**Job:** Repeat every record below exactly, but leave out any pictures.

**Dataset records:**
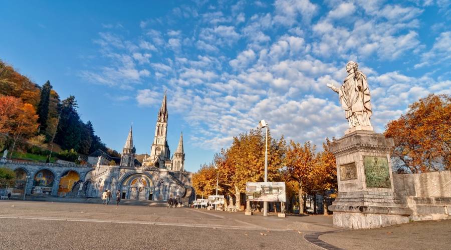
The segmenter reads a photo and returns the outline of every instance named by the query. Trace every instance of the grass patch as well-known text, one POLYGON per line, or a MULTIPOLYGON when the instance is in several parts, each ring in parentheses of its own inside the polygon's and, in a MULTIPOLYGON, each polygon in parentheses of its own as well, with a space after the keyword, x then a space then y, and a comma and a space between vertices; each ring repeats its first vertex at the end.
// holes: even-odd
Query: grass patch
MULTIPOLYGON (((23 153, 21 152, 13 152, 13 159, 25 160, 31 160, 33 162, 45 162, 48 158, 47 156, 40 156, 39 154, 34 154, 31 153, 23 153)), ((50 158, 50 162, 53 163, 56 160, 56 158, 52 157, 50 158)))

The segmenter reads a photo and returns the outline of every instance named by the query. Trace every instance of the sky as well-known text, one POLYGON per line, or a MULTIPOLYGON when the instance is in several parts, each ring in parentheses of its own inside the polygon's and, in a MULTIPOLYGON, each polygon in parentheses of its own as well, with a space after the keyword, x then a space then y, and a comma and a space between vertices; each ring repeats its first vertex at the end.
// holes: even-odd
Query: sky
POLYGON ((347 128, 349 60, 367 76, 377 132, 430 93, 451 94, 451 1, 0 0, 0 59, 62 100, 121 151, 133 124, 150 152, 167 90, 195 172, 257 128, 318 146, 347 128))

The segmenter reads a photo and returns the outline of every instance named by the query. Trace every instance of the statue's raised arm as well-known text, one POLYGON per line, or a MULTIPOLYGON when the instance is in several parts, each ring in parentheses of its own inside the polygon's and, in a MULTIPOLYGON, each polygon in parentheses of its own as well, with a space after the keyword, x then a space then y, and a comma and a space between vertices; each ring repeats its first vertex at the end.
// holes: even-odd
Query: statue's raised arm
POLYGON ((348 74, 343 80, 341 86, 337 88, 331 84, 327 84, 338 93, 340 103, 345 110, 349 124, 350 129, 345 134, 355 130, 372 131, 370 122, 372 114, 371 95, 366 76, 358 70, 357 62, 352 61, 346 64, 346 72, 348 74))

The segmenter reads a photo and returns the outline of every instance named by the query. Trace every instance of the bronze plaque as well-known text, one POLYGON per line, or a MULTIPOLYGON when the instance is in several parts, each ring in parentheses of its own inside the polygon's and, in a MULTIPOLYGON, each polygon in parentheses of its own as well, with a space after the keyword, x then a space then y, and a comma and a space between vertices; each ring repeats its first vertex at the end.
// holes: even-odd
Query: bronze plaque
POLYGON ((357 178, 357 169, 355 162, 340 166, 340 180, 348 180, 357 178))
POLYGON ((363 167, 367 188, 391 188, 386 157, 364 156, 363 167))

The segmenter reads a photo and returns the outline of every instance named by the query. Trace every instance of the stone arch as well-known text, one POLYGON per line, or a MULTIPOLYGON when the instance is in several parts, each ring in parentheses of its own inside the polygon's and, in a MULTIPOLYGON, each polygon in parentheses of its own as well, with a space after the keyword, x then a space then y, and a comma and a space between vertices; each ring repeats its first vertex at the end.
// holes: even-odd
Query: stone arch
POLYGON ((14 173, 16 174, 16 184, 13 188, 12 192, 23 195, 25 191, 27 176, 29 175, 28 172, 23 168, 18 168, 14 170, 14 173))
POLYGON ((55 172, 47 168, 39 170, 35 174, 33 179, 32 194, 52 194, 54 181, 57 175, 55 172))
POLYGON ((144 200, 153 198, 155 180, 153 175, 133 172, 121 176, 118 182, 118 190, 124 199, 144 200))
POLYGON ((64 172, 60 178, 58 195, 65 196, 72 192, 74 188, 80 184, 80 174, 75 170, 69 170, 64 172))

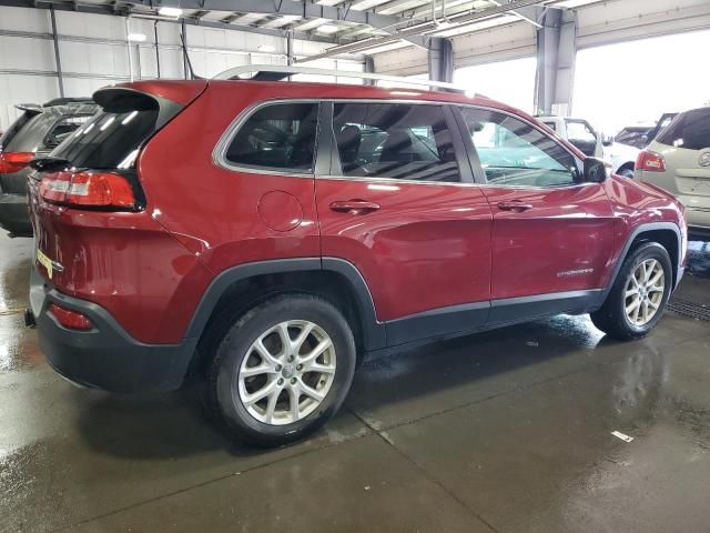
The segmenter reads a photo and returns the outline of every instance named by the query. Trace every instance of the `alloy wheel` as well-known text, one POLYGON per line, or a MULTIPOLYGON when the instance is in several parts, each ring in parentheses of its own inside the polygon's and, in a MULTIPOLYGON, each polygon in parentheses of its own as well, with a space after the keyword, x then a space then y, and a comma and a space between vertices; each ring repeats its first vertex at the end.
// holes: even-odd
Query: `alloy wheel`
POLYGON ((240 401, 264 424, 292 424, 323 403, 335 368, 335 346, 321 326, 305 320, 281 322, 244 356, 236 376, 240 401))
POLYGON ((642 261, 626 283, 626 316, 636 326, 648 324, 658 313, 666 290, 666 272, 656 259, 642 261))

**Reply:**
The segmenter reads a photo and returns the outline of every instance named by the query. Trace every instance of the grass patch as well-known text, one POLYGON per line, or a MULTIPOLYGON when the instance is in several parts, each ring in parentheses of its own inside the polygon's and, in a MULTIPOLYGON, each polygon in parentheses of its own as well, with a space after the keyword, x then a space then y, and a comma and a space between vertices; each ring repeats its first vertex at the end.
// holes: even-odd
Query: grass patch
MULTIPOLYGON (((23 153, 21 152, 13 152, 13 159, 25 160, 31 160, 33 162, 45 162, 48 158, 47 156, 40 156, 39 154, 34 154, 31 153, 23 153)), ((50 158, 50 162, 53 163, 56 160, 56 158, 52 157, 50 158)))

The segmenter reads a photo and returns the outline of every instance named by the query. Trace every instance of the sky as well-known text, one POLYGON per line, or a MULTIPOLYGON when the instance is in several parts, each ring in parentheses of its own inside the polygon's and, in a MULTIPOLYGON, each polygon in parentheses of its own as well, with a space after the keyword, x then a space then y, and a comma and a space between vertices; each ring repeats its first vertex at the end.
// holes: even-odd
Query: sky
POLYGON ((347 128, 349 60, 367 76, 377 132, 430 93, 451 94, 451 1, 0 0, 0 59, 62 100, 121 151, 133 124, 150 152, 167 90, 195 172, 257 128, 318 146, 347 128))

The segmenter reads a photo and returns the outline of every instance named by the query. Trace every instance of the statue's raised arm as well-known text, one POLYGON per line, or a MULTIPOLYGON when the instance is in several parts, each ring in parentheses of its own inside the polygon's and, in a MULTIPOLYGON, each polygon in parentheses of its own as well, with a space after the keyword, x then a space then y, and a comma and a space between vertices; each ring repeats its first vertex at the end.
// holes: even-odd
Query: statue's raised arm
POLYGON ((348 74, 343 80, 341 86, 337 88, 331 84, 327 84, 338 93, 340 103, 345 110, 349 124, 350 129, 345 134, 355 130, 372 131, 370 122, 372 114, 371 95, 366 76, 358 70, 357 62, 352 61, 346 64, 346 72, 348 74))

The segmenter reads a photo and returns the outline of every instance named by the query. Trace every instance of the bronze plaque as well-known text, one POLYGON per line, or a MULTIPOLYGON when the instance is in several parts, each ring in parentheses of its own inside the polygon's and, in a MULTIPOLYGON, each polygon in parentheses of its own as well, with a space after the keyword, x then a space then y, and a comma and a space between vertices; each ring repeats its first vertex at the end.
// holes: even-odd
Query: bronze plaque
POLYGON ((357 178, 357 169, 355 162, 340 166, 340 180, 348 180, 357 178))
POLYGON ((363 167, 367 188, 391 188, 386 157, 364 156, 363 167))

The segmenter reads a photo and returns the outline of every instance named by the query. Trace every instance of the stone arch as well-known text, one POLYGON per line, or a MULTIPOLYGON when the instance is in several parts, each ring in parentheses of its own inside the polygon's and, in a MULTIPOLYGON, each polygon in parentheses of its own as well, with a space after the keyword, x then a space then y, and a comma and a space between vertices; each ring repeats its first vertex at the end.
// holes: even-odd
Query: stone arch
POLYGON ((14 173, 16 174, 16 184, 13 188, 12 192, 23 195, 25 191, 27 176, 29 175, 28 172, 23 168, 18 168, 14 170, 14 173))
POLYGON ((55 172, 47 168, 39 170, 35 174, 33 179, 32 194, 52 194, 54 181, 57 175, 55 172))
POLYGON ((144 200, 153 198, 155 180, 153 175, 133 172, 121 176, 118 182, 118 190, 124 199, 144 200))
POLYGON ((64 172, 60 178, 58 195, 65 196, 72 192, 74 188, 80 184, 80 174, 75 170, 69 170, 64 172))

The segmenter reads a photo and returns the outline of every instance named by the query. Trace every instance of the `alloy wheel` as well-known text, one POLYGON per line, or a MULTIPOLYGON when the instance is in several parts, each ring in parentheses of its own inside the polygon's and, in a MULTIPOLYGON, each polygon in parentheses of its own as well, with a space after the keyword, x then a space then y, and a comma and a space between vertices; each ring repeats its first vertex at the end.
// holes: even-odd
Query: `alloy wheel`
POLYGON ((240 401, 264 424, 292 424, 323 403, 335 368, 335 346, 321 326, 305 320, 281 322, 244 356, 236 376, 240 401))
POLYGON ((642 261, 626 283, 626 316, 636 326, 648 324, 658 313, 666 290, 666 272, 656 259, 642 261))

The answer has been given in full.